**What the task asks:** Switch "dark coat" to "red jacket" throughout the data below and write out every line again, leaving everything else the same.

**Exercise materials:**
---*---

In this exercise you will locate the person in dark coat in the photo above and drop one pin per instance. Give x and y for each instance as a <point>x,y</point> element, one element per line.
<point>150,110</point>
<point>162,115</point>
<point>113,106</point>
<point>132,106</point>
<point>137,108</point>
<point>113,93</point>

---*---

**Solution:**
In this exercise you will locate the person in red jacket in the photo above and drop one pin per instance. Give x and y for each instance as a <point>x,y</point> element, one element per line.
<point>150,110</point>
<point>162,115</point>
<point>113,106</point>
<point>132,106</point>
<point>137,108</point>
<point>113,93</point>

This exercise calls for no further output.